→ **Action item**
When you spot the word "helpful" in a line of the data below, copy that line.

→ **Input data**
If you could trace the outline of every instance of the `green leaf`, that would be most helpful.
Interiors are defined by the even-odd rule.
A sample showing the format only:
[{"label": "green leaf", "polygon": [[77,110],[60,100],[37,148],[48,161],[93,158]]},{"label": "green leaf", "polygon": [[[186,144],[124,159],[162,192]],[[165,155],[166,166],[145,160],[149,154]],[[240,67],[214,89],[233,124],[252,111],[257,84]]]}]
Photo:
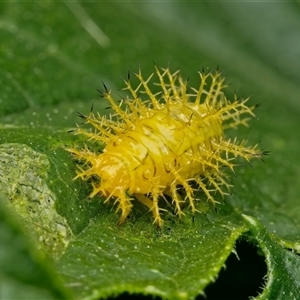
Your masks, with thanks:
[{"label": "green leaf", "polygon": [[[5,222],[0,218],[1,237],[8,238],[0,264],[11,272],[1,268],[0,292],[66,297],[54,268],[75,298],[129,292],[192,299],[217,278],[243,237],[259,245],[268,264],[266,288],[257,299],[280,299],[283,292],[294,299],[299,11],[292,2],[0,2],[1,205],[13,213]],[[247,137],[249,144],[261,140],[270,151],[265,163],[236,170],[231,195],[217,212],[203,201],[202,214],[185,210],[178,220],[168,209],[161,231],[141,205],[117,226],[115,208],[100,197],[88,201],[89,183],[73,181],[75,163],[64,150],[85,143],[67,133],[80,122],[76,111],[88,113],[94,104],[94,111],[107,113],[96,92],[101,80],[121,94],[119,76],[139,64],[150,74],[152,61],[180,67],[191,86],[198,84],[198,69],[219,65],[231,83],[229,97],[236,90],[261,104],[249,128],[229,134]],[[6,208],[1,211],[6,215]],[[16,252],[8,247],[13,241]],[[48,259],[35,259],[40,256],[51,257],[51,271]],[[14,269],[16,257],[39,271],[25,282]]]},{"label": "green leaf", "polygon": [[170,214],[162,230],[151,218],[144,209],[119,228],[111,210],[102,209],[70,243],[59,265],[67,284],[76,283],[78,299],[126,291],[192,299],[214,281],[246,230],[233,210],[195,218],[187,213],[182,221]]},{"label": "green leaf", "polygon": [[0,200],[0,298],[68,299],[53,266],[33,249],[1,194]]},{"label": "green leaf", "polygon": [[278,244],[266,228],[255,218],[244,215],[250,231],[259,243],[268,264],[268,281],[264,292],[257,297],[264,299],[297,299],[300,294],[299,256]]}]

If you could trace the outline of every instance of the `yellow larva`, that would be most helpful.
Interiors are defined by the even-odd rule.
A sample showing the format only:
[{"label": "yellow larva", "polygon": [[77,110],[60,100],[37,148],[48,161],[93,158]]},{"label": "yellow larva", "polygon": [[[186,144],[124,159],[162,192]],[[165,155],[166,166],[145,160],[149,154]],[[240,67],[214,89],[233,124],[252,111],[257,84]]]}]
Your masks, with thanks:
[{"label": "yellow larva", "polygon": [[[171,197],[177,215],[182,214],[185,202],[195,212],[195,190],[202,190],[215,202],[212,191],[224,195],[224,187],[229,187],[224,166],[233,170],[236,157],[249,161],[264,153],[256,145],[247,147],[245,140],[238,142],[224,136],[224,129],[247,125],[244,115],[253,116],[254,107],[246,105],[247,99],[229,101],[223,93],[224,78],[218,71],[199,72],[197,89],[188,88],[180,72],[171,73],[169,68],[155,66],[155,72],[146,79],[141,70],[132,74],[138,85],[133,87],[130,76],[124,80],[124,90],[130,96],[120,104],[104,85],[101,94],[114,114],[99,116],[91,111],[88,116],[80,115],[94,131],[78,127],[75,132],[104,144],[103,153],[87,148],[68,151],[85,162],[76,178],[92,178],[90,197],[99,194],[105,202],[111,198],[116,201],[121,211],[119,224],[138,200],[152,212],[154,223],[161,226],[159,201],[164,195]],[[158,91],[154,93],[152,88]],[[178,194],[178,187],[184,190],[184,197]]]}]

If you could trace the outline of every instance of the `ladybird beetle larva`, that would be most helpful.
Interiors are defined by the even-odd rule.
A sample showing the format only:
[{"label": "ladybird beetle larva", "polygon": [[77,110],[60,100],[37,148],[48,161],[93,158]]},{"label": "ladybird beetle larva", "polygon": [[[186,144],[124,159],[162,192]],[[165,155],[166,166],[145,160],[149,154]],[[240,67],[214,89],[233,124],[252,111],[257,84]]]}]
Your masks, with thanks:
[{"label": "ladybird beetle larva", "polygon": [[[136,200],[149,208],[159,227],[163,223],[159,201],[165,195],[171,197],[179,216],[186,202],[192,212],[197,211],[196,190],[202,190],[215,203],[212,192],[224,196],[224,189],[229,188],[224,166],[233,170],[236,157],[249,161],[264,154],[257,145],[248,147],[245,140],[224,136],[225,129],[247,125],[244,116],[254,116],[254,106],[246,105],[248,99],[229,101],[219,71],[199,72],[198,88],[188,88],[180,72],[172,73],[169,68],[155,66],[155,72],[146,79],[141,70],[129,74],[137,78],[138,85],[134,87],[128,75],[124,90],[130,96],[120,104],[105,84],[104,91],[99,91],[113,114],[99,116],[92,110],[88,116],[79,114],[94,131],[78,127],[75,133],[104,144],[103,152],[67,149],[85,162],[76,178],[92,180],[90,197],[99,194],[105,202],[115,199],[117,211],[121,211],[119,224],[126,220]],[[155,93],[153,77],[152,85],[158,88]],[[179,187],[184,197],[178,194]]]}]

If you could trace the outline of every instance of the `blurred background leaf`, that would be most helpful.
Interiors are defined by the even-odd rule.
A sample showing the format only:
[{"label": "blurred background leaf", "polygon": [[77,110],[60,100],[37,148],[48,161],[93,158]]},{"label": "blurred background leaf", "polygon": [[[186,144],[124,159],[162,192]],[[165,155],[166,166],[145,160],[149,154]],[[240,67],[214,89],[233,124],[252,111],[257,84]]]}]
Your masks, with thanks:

→ **Result for this task**
If you could trace the outline of every instance of the `green leaf`, that would be most helpful.
If you could trace the outline of every instance of the `yellow larva`, that would be most helpful.
If you could trace the outline of every instance of the `ladybird beetle larva`, that would be most helpful.
If you could trace the outline of every instance of the `blurred background leaf`, that would be most helpful.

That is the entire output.